Saved data entries:
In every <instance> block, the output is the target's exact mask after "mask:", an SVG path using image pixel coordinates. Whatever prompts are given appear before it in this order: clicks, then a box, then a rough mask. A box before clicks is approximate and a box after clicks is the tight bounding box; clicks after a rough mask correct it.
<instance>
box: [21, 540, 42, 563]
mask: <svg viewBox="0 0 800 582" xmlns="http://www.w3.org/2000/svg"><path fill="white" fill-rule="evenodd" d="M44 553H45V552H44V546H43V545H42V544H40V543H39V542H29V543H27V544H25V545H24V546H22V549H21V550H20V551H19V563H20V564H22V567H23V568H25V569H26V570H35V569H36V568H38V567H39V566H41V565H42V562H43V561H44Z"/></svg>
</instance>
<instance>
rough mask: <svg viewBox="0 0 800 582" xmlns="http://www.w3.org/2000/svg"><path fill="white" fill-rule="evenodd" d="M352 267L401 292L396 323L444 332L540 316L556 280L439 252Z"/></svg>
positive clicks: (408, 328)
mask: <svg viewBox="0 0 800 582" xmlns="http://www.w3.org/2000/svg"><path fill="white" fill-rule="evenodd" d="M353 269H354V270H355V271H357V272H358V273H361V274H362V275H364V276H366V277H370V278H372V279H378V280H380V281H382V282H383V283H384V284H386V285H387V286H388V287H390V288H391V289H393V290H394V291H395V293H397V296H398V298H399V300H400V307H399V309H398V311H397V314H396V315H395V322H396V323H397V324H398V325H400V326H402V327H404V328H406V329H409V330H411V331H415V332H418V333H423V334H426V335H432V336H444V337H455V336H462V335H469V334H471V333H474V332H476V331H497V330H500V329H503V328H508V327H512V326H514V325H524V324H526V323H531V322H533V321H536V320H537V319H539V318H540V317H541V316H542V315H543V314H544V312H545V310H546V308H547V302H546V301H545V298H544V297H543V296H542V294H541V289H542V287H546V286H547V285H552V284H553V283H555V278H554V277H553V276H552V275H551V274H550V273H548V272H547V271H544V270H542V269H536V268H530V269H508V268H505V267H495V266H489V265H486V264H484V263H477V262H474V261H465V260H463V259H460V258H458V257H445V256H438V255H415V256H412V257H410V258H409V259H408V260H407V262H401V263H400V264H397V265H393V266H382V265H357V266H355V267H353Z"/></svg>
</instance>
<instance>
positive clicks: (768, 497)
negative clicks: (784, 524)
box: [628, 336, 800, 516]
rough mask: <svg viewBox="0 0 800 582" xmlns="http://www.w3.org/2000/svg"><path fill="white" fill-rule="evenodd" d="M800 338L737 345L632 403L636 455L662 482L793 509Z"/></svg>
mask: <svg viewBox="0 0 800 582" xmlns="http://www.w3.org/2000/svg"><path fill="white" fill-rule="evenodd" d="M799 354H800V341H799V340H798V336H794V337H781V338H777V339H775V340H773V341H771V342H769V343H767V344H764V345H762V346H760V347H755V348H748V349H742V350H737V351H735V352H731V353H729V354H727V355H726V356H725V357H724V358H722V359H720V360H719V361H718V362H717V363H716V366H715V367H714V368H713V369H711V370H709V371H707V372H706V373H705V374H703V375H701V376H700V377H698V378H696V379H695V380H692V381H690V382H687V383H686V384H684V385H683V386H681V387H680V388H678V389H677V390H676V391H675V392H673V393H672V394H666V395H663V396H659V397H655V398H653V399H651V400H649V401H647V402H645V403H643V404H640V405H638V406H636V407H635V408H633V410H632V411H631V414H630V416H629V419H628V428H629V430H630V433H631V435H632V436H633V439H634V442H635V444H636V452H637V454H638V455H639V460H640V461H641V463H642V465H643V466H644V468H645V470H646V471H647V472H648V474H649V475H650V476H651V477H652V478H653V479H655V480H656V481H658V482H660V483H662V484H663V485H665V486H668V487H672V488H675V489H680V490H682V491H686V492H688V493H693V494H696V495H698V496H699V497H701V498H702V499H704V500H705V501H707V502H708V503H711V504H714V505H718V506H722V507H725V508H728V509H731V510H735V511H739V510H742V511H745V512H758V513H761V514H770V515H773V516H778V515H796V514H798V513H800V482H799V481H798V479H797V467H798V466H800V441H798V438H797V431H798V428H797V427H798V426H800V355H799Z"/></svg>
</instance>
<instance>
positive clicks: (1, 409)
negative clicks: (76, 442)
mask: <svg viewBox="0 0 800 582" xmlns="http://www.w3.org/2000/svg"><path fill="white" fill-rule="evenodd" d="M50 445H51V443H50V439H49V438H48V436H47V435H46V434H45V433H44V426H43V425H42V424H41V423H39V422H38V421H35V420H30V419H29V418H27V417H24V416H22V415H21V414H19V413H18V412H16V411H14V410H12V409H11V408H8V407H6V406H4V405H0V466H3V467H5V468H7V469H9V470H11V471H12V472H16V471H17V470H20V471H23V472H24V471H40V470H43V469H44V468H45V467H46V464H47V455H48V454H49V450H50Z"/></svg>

*Assignment*.
Return the data in full, exactly as it appears above.

*Solution for this task*.
In every <instance> block, the output is the target's exact mask after "mask:", an SVG path using image pixel coordinates. Whatever prompts are given appear before it in this order: clicks, then a box, then a rough mask. A box before clicks is approximate and a box after clicks is the tight bounding box; clicks after a rough mask correct it.
<instance>
box: [21, 540, 42, 563]
mask: <svg viewBox="0 0 800 582" xmlns="http://www.w3.org/2000/svg"><path fill="white" fill-rule="evenodd" d="M44 553H45V552H44V546H43V545H42V544H40V543H39V542H29V543H27V544H25V545H24V546H22V549H21V550H20V551H19V563H20V564H22V567H23V568H25V569H26V570H35V569H36V568H38V567H39V566H41V565H42V562H43V561H44Z"/></svg>
</instance>
<instance>
rough mask: <svg viewBox="0 0 800 582" xmlns="http://www.w3.org/2000/svg"><path fill="white" fill-rule="evenodd" d="M352 267L401 292L396 323L444 332L540 316L556 280L439 252Z"/></svg>
positive clicks: (408, 328)
mask: <svg viewBox="0 0 800 582" xmlns="http://www.w3.org/2000/svg"><path fill="white" fill-rule="evenodd" d="M353 269H354V270H355V271H357V272H358V273H361V274H362V275H364V276H366V277H370V278H372V279H378V280H380V281H382V282H383V283H384V284H386V285H387V286H388V287H390V288H391V289H393V290H394V291H395V293H397V296H398V298H399V300H400V307H399V309H398V311H397V314H396V315H395V322H396V323H397V324H398V325H400V326H402V327H404V328H406V329H409V330H411V331H415V332H418V333H423V334H426V335H432V336H444V337H455V336H462V335H469V334H471V333H474V332H476V331H497V330H500V329H503V328H508V327H512V326H514V325H524V324H526V323H531V322H533V321H536V320H537V319H539V318H540V317H541V316H542V315H543V314H544V312H545V310H546V308H547V302H546V301H545V298H544V297H543V296H542V294H541V289H542V287H546V286H547V285H552V284H553V283H555V278H554V277H553V276H552V275H551V274H550V273H548V272H547V271H544V270H542V269H536V268H530V269H508V268H505V267H495V266H489V265H486V264H484V263H477V262H474V261H465V260H463V259H460V258H458V257H445V256H438V255H415V256H412V257H410V258H409V259H408V260H407V262H401V263H400V264H397V265H393V266H382V265H357V266H355V267H353Z"/></svg>
</instance>
<instance>
positive clicks: (768, 497)
negative clicks: (784, 524)
box: [628, 336, 800, 516]
rough mask: <svg viewBox="0 0 800 582" xmlns="http://www.w3.org/2000/svg"><path fill="white" fill-rule="evenodd" d="M800 338L737 345L632 403L636 455L662 482L793 509Z"/></svg>
mask: <svg viewBox="0 0 800 582" xmlns="http://www.w3.org/2000/svg"><path fill="white" fill-rule="evenodd" d="M799 354H800V341H799V340H798V336H794V337H781V338H777V339H775V340H773V341H771V342H769V343H767V344H764V345H762V346H760V347H755V348H748V349H742V350H737V351H735V352H731V353H729V354H727V355H726V356H725V357H724V358H722V359H720V360H719V361H718V362H717V363H716V366H715V367H714V368H713V369H711V370H709V371H707V372H706V373H705V374H703V375H701V376H700V377H698V378H696V379H695V380H692V381H690V382H687V383H686V384H684V385H683V386H681V387H680V388H678V389H677V390H676V391H675V392H673V393H672V394H666V395H663V396H659V397H655V398H653V399H651V400H649V401H647V402H645V403H643V404H640V405H638V406H636V407H635V408H633V410H632V411H631V414H630V416H629V419H628V428H629V430H630V433H631V435H632V436H633V439H634V442H635V444H636V452H637V454H638V455H639V460H640V461H641V463H642V465H643V466H644V468H645V470H646V471H647V472H648V474H649V475H650V476H651V477H652V478H653V479H655V480H656V481H658V482H660V483H662V484H663V485H665V486H668V487H672V488H675V489H680V490H682V491H686V492H688V493H693V494H696V495H698V496H699V497H701V498H702V499H704V500H705V501H707V502H708V503H711V504H714V505H718V506H722V507H725V508H728V509H731V510H735V511H739V510H742V511H745V512H758V513H761V514H770V515H773V516H778V515H796V514H798V513H800V482H799V481H798V479H797V467H798V466H800V441H798V438H797V431H798V428H797V427H798V426H800V355H799Z"/></svg>
</instance>
<instance>
positive clicks: (1, 409)
negative clicks: (76, 442)
mask: <svg viewBox="0 0 800 582" xmlns="http://www.w3.org/2000/svg"><path fill="white" fill-rule="evenodd" d="M50 445H51V443H50V439H49V438H48V436H47V435H46V434H45V433H44V426H43V425H42V424H41V423H39V422H38V421H35V420H30V419H29V418H27V417H24V416H22V415H21V414H19V413H18V412H16V411H14V410H12V409H11V408H8V407H6V406H4V405H0V466H3V467H5V468H7V469H9V470H11V471H12V472H16V471H17V470H20V471H23V472H24V471H40V470H43V469H44V468H45V467H46V464H47V455H48V454H49V450H50Z"/></svg>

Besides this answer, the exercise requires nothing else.